====== PROVIDED PASSAGE ======

# Midpipe question



## FlyBoyJ (Jul 1, 2009)

Hey guys,

Just bought Kook's long headers(1 7/8") and Corsa sport exhaust. Do I need to go ahead and upgrade my midpipe or will the stock still work? Maybe its a dumb question but I'm still kind of a newbie at the mod game. Thanks for the help.


----------



## 04torridm6 (Oct 25, 2008)

Yeah you will need the connection pipes from kooks to fill the gap, unless you got a package deal? If you didnt get them they come with or without cats


----------



## FlyBoyJ (Jul 1, 2009)

I thought so, its tough buying parts online. I appreciate it


----------



## jpalamar (Jul 22, 2008)

Kooks require their own mids? They don't bolt to the stocker?

I know Pacesetter requires mids, didn't know the others did to...


----------



## GTOJer (Oct 20, 2006)

Only shorty headers will bolt to the stock mids. Take a look at your cats next time you can, they tuck up next to the block. LTs go way past the cats, hence the need for mids.


----------



## GTOJer (Oct 20, 2006)

Here are some pics, stockers on the left and "off-road" non-catted Kook's mids on the right. If they had cats, they would be in the straight section.

both of these are 05-06. The 04 has a resonator on the mids and is shaped differently.


----------

====== RECORD SET ======

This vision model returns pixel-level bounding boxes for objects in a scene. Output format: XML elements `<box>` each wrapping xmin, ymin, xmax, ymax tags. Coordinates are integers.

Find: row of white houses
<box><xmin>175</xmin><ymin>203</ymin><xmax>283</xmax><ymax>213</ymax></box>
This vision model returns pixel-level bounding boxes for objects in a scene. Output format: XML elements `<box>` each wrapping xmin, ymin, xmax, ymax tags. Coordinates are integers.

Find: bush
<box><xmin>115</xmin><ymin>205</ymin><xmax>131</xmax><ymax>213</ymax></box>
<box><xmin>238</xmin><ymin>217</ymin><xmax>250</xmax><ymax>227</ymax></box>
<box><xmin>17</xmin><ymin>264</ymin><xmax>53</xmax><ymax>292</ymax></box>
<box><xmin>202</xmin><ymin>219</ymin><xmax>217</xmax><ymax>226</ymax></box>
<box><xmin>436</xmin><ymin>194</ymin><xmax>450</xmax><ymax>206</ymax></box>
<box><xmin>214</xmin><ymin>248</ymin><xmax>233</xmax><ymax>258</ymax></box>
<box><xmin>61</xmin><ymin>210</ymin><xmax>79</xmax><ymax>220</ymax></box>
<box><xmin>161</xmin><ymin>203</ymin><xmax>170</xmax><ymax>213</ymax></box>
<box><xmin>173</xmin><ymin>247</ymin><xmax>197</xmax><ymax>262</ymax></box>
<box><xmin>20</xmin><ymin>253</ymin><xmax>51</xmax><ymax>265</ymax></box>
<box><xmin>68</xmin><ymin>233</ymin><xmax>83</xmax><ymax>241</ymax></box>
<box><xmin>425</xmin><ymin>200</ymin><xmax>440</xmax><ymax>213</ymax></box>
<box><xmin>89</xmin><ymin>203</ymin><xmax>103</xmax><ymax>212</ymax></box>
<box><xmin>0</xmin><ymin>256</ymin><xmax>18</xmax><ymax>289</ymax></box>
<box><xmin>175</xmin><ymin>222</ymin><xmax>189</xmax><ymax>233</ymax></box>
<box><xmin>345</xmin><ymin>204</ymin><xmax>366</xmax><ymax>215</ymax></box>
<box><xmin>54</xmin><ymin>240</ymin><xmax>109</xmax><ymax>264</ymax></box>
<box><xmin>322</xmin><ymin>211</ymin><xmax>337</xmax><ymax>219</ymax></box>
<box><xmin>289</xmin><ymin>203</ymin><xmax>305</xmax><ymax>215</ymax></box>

======

▸ **WHAT YOU WILL DO**:
• a. Summarize the midpipe thread in two sentences.
• b. According to the midpipe thread, which headers will bolt to the stock mids?
• c. Reproduce the midpipe thread from "I know Pacesetter" to "need for mids.".
These rows have no connection to the midpipe thread.

▸ **OUTPUTS FOR THE TASKS**:
• a. After buying Kook's long headers and a Corsa sport exhaust, FlyBoyJ asked whether the stock midpipe would still work. Replies said Kook's connection pipes are needed to fill the gap, because only shorty headers bolt to the stock mids, while long tubes extend well past the cats.

• b. Only shorty headers.

• c.
I know Pacesetter requires mids, didn't know the others did to...


----------



## GTOJer (Oct 20, 2006)

Only shorty headers will bolt to the stock mids. Take a look at your cats next time you can, they tuck up next to the block. LTs go way past the cats, hence the need for mids.